> _Data rows_:
####

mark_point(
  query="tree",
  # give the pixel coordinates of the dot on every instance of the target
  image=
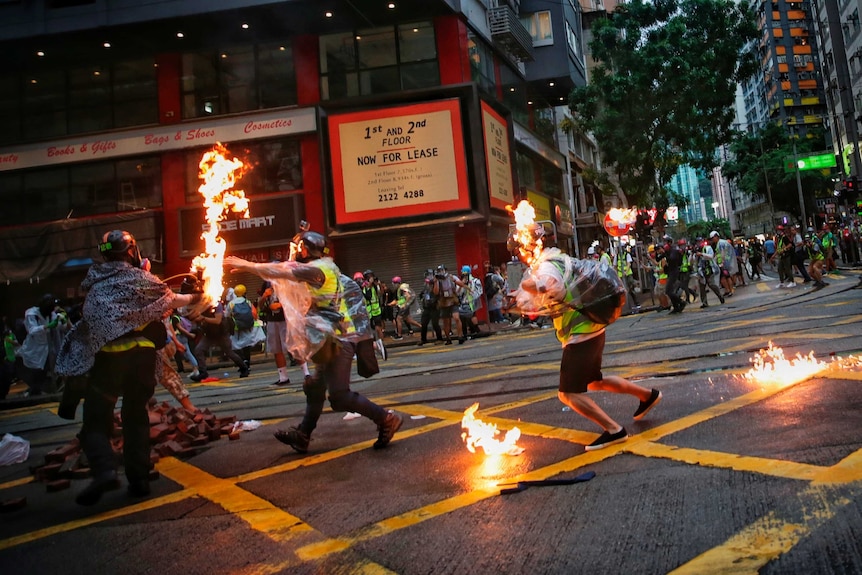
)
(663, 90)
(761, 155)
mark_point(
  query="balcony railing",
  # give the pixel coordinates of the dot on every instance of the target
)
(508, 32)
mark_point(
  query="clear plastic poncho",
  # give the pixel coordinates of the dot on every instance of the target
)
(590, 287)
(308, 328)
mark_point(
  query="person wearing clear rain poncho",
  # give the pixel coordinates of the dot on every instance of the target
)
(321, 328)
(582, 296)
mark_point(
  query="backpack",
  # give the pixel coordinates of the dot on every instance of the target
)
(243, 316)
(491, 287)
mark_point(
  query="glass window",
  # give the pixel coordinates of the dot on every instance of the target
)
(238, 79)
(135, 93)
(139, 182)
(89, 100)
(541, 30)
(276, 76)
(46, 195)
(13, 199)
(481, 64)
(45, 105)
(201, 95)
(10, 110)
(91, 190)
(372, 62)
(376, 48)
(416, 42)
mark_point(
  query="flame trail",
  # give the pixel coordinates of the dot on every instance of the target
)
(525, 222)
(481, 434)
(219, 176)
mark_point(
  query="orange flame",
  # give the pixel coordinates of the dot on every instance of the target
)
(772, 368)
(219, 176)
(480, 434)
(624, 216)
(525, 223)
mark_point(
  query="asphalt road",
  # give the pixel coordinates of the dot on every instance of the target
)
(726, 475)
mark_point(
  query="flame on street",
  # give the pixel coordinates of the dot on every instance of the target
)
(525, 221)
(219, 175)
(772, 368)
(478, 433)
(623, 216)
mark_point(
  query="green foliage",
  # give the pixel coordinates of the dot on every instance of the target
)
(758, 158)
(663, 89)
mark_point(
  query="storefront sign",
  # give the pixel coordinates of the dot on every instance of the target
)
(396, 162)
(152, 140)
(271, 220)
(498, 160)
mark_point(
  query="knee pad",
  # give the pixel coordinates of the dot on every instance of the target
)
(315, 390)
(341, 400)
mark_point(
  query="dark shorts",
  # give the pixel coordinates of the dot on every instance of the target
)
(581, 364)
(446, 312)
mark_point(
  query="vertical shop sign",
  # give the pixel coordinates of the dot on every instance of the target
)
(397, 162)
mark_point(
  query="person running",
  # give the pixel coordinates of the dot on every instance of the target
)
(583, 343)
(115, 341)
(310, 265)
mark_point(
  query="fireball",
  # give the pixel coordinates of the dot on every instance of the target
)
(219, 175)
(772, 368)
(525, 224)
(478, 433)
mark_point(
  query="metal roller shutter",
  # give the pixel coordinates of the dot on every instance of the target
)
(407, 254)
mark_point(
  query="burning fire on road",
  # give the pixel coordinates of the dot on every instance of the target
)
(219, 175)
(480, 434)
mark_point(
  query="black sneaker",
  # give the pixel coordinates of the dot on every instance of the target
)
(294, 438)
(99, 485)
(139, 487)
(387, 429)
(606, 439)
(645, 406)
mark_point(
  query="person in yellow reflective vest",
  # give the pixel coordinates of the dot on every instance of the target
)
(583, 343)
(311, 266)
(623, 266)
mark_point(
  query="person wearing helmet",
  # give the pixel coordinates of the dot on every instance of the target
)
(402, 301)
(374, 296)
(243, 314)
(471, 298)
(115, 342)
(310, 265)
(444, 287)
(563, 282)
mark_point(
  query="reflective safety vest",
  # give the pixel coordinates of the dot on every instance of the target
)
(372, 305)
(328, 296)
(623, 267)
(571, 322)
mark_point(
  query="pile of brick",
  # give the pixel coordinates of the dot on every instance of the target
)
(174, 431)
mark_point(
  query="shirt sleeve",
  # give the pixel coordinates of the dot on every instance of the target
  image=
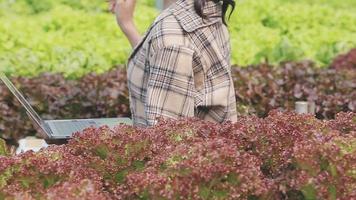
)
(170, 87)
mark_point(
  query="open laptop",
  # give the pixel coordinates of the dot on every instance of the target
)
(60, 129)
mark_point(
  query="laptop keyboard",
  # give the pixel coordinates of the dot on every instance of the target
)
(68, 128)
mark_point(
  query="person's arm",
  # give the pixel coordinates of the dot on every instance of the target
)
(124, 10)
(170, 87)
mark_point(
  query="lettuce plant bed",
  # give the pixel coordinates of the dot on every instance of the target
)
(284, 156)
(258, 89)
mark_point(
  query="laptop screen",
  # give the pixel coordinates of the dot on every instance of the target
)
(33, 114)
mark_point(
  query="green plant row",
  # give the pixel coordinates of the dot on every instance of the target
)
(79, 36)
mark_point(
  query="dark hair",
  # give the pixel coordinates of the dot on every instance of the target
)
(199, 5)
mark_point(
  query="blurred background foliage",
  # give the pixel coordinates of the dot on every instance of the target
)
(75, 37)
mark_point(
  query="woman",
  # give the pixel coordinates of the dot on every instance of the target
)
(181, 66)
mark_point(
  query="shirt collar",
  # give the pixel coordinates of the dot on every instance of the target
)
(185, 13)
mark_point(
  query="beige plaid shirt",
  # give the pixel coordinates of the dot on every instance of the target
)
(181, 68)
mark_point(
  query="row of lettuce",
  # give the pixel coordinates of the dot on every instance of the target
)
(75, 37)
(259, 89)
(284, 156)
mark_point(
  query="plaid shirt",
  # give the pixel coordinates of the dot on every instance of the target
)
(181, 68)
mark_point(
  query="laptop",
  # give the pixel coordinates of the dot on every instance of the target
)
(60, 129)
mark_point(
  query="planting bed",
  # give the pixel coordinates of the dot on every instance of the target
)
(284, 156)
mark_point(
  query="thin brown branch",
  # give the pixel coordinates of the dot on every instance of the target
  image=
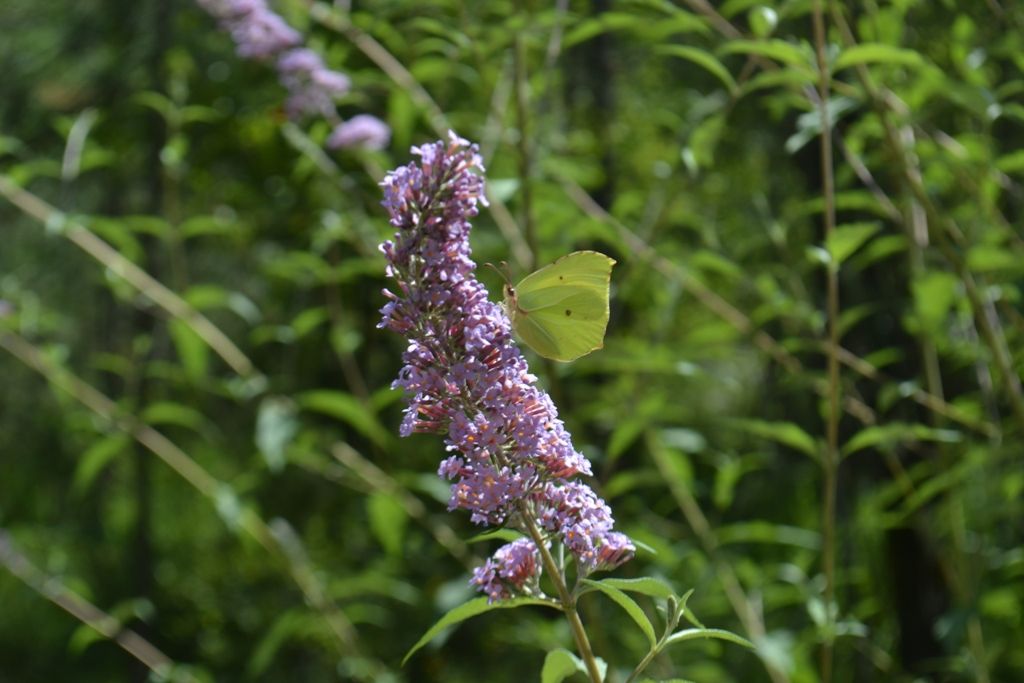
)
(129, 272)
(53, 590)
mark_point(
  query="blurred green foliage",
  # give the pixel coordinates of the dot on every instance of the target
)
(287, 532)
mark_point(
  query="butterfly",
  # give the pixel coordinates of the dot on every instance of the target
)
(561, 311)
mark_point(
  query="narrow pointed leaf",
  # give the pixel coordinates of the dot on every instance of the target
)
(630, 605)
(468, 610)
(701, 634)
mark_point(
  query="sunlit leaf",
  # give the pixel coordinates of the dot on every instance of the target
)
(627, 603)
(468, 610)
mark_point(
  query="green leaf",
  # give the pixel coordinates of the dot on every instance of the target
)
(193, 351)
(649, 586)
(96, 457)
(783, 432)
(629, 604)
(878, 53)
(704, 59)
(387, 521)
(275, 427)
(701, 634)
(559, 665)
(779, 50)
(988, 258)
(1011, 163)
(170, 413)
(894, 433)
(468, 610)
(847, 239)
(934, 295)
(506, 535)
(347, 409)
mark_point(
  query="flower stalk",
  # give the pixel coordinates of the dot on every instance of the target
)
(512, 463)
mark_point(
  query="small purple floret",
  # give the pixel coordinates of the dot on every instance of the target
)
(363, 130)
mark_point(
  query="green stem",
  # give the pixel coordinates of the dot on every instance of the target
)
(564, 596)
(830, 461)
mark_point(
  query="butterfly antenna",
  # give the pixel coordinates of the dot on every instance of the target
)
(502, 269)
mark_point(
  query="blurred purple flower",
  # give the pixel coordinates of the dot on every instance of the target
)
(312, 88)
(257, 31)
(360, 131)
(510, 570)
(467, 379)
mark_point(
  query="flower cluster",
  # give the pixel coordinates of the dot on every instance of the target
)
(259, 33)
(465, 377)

####

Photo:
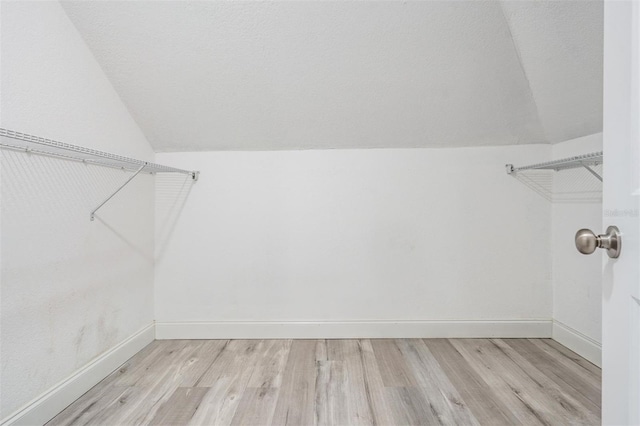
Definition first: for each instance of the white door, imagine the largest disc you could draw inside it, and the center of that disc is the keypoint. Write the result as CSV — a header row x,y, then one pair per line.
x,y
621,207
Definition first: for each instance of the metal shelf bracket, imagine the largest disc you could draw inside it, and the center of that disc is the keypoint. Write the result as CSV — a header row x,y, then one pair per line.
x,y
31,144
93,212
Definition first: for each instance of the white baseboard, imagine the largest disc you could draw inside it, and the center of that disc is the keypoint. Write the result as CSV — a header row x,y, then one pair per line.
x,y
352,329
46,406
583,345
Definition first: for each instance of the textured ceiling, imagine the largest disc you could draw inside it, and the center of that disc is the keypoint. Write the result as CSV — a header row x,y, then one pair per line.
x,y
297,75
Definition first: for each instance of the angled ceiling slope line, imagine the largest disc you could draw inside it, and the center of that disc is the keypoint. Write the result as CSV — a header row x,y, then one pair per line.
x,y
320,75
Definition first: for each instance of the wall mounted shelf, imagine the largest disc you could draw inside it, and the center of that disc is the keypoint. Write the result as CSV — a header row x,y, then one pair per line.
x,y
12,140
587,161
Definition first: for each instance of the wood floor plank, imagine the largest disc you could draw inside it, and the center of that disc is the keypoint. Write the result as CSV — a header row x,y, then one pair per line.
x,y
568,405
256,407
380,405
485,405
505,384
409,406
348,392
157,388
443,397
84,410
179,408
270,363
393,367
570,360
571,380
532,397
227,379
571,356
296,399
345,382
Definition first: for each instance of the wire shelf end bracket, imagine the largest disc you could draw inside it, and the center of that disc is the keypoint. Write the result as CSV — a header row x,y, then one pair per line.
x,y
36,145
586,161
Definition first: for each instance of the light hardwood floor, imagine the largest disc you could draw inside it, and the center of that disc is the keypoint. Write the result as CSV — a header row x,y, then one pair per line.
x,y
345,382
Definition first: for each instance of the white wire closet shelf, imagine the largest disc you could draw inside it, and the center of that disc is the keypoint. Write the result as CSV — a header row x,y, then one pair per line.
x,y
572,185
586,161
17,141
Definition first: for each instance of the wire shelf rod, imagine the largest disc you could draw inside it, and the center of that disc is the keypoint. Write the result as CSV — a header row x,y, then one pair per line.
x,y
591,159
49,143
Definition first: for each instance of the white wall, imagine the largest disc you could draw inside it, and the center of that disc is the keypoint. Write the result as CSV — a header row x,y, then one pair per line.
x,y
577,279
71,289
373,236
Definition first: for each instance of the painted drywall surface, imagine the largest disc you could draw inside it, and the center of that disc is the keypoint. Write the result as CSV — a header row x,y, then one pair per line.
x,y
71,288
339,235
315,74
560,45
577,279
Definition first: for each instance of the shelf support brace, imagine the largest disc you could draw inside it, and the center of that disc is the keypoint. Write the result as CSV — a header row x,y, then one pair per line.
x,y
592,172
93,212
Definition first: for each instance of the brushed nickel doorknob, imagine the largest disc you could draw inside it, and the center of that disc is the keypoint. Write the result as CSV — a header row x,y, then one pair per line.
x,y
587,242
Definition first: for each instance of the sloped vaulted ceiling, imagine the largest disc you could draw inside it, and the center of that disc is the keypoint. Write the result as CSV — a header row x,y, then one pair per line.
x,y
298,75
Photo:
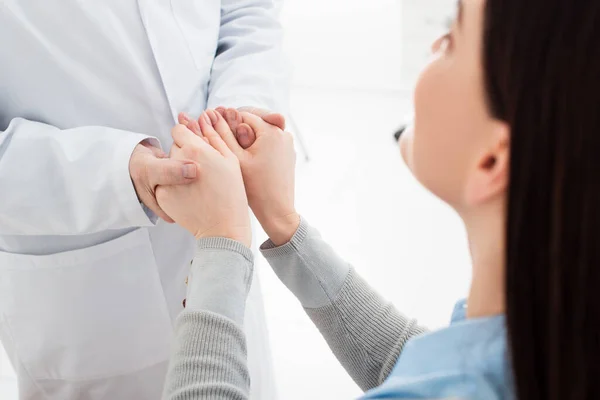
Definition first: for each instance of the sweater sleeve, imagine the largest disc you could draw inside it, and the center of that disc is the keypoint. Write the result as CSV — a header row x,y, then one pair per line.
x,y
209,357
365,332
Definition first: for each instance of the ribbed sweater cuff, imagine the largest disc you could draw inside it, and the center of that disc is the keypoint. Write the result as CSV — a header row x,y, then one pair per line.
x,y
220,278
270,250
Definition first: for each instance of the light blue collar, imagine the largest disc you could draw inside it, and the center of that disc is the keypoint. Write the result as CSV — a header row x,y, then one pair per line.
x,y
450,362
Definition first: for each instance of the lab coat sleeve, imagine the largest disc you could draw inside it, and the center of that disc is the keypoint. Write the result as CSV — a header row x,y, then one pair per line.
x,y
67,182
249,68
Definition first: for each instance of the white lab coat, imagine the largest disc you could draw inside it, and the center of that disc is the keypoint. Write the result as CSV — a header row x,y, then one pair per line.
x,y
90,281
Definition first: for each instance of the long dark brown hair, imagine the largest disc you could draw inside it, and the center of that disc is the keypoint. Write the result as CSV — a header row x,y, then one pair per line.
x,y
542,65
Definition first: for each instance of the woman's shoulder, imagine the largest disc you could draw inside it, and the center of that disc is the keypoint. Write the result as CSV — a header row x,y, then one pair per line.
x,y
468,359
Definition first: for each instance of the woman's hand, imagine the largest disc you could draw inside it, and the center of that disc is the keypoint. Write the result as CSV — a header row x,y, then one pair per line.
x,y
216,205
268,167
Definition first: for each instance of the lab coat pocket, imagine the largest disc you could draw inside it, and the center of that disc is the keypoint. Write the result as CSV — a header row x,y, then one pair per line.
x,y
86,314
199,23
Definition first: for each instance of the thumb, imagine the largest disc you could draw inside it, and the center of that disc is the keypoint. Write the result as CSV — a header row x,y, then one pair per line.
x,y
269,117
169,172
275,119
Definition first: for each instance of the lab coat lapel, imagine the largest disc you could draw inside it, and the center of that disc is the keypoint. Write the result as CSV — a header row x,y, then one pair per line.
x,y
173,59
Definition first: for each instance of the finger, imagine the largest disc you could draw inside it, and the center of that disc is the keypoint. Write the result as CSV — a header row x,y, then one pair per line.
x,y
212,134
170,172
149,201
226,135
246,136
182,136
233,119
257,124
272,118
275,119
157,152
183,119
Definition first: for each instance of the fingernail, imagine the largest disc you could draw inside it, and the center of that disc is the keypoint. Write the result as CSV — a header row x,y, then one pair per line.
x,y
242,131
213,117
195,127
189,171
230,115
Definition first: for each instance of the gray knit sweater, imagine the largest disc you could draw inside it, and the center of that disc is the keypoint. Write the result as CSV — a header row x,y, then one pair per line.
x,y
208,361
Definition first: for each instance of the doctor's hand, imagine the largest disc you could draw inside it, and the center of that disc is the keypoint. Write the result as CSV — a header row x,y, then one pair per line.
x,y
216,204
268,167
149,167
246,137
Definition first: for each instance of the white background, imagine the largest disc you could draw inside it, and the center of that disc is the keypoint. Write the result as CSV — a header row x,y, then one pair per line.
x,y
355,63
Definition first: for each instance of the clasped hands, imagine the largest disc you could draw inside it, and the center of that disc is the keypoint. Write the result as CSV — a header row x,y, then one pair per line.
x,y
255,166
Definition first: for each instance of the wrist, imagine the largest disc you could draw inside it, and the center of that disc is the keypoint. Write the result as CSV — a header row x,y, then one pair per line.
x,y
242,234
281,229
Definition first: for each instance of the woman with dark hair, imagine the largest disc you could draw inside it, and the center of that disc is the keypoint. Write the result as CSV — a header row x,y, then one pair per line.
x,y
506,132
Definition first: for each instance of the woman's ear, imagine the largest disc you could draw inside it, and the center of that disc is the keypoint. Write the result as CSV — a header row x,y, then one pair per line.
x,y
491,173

####

> _Your goal_:
Pick out every line in the items above that contains the word "background" and copy each one in full.

> _Answer to this task_:
  query="blurred background foliage",
Definition first: for each instance of the white background, imagine the largest disc you could draw inside it, and the center of that disc is the keypoint. Write the result as CSV — a header row x,y, then one pair per line.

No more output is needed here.